──────── Data records ────────

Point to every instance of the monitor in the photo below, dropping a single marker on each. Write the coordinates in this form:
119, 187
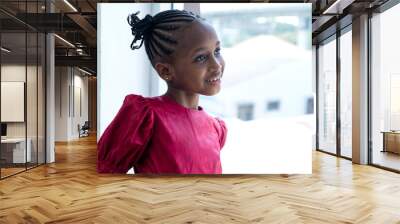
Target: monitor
3, 129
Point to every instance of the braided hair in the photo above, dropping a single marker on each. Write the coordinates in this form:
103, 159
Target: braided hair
157, 33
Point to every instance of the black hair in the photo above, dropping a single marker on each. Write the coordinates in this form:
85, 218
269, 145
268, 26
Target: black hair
157, 33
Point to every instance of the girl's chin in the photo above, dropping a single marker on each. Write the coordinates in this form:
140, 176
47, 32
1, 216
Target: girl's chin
211, 92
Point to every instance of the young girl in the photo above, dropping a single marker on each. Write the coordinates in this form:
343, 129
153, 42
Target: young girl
170, 133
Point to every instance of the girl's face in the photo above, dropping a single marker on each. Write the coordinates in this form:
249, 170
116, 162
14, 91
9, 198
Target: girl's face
197, 64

────────

→ **Aim**
Rewrite the data from the line containing "Point to every instance of the braided" up to and including the end of the data, changing "dropping a single marker" to "placing one marker" and leaving every other word unchanged.

→ **Task response**
Point to every instance of the braided hair in the photo above, placing one marker on each. Write the coordinates in this form:
103, 159
Target: braided hair
157, 33
Point to every instance of the black hair in the photo above, placing one marker on each. Write the coordinates in this form:
85, 218
269, 145
268, 26
Target: black hair
157, 33
Point to every instance of the girl's chin in the photo above, placing one marker on each. Write the coordinates in this form:
140, 176
47, 32
1, 216
Target: girl's chin
211, 92
Point to every instance of the young girl in the photo above, placing one marker on each. Write the coordinates in this form:
343, 129
153, 42
Target: young girl
170, 133
Point to every instance of the girl's face in the photo above, placing one marker on each. Write the coordinates in this form:
249, 170
116, 162
14, 91
9, 198
Target: girl's face
197, 64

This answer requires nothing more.